Copy out all of the data below line by line. Leave everything else unchanged, but shift each number in the answer coordinates up by 33.

════════════════

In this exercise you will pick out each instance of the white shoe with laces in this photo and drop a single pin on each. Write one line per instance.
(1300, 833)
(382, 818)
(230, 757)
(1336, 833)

════════════════

- FULL ANSWER
In this exercise you will pick out each instance of the white shoe with laces in this photo and drop a single pin on each. Write one line per instance.
(1333, 866)
(415, 851)
(263, 790)
(1369, 866)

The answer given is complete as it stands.